■ Fragmento de texto
┄┄┄┄┄┄

Dios, la Existencia en si misma, conociendo la ignorancia del hombre finito, incapaz de darse respuestas infinitas, se hace presente, es decir, se descubre al hombre, y le indica cual y como es el camino a recorrer para encontrarse primero a sí mismo y después con Él, que es en definitiva, no solo su principio, sino también su meta final.
Dios precisa del hombre para realizar la historia del mundo, y le hace ver que el ser humano no es un objeto de la creación como los demás seres, sino el otro sujeto de la misma, necesario para la realización del Proyecto de Dios. Esto, y no otra cosa es lo que denominamos “La Revelación”.
-- Pero, ¿cuál es el Proyecto de Dios?, pregunté de inmediato. -- Mi compañero de viaje, sacando un paquete de tabaco, me ofreció un cigarro, que rechacé. Él encendió uno, y continuó hablando.
Algo muy sencillo, y absolutamente necesario para la vida en plenitud y felicidad de toda la humanidad: “La reordenación de las relaciones del hombre, realizada a cuatro niveles. a) La relación del hombre con Dios. b) La del hombre con sus semejantes c) La del hombre con la naturaleza y el cosmos y d) la del hombre consigo mismo”. Cumplido esto, el orden y la concordia en el universo son absolutas, y Dios se hace presente en la humanidad, y la historia del mundo se realiza plenamente.

┄┄┄┄┄┄

■ Material proporcionado
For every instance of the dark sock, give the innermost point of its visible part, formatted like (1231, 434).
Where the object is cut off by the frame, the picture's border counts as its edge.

┄┄┄┄┄┄

■ Partes del ejercicio
1 > Según el fragmento sobre la Revelación, ¿en cuántos niveles se realiza la reordenación de las relaciones del hombre?
2 > Prosigue el fragmento sobre la Revelación y el Proyecto de Dios a partir de su última oración.

■ Respuestas
1 > En cuatro niveles.

2 >
-- Entonces, ¿qué es el pecado, y cual es el pecado original del hombre? –
Mi buen amigo, me sonrió, y en un tono distendido, como queriendo quitar importancia a la angustia expresada en mi pregunta, continuó diciendo:
Los seres de la creación viven cumpliendo unas normas de vida que les vienen impuestas por la propia naturaleza. Es lo que llamamos los instintos. Los animales actúan siempre de acuerdo y en cumplimiento de lo que ellos demandan. Y esto es así porque todos ellos son objetos de la creación. Todos, menos el Hombre. A éste, Dios, al crearlo a imagen y semejanza suya, es decir, haciéndolo sujeto y no objeto de la creación, lo dotó de las potestades del espíritu, inteligencia, voluntad y libertad. Inteligencia para pensar y discernir; voluntad para decidir y libertad para obrar.
Al disponer de ellas, el hombre puede elegir su trayectoria y su camino a seguir en la vida, eligiendo entre la realización del Proyecto de Dios a través de la común-unión y el ejercicio del amor, o la ejecución de su propio y único interés, es decir, su egoísmo.
A la capacidad de realizar este ejercicio de elección entre el Amor y el Egoísmo, entre el Bien y el Mal, lo llamamos “capacidad de pecado en origen” o “Pecado Original”, que no es ni bueno ni malo, sino algo inherente a la condición humana.
La toma de partido en un momento y sobre algo en concreto a favor del egoísmo, realizada en el ejercicio de nuestra voluntad libre, y con perjuicio para alguien, y por ello, con incumplimiento deliberado y querido del Proyecto de Dios, constituye el concepto del “Pecado”.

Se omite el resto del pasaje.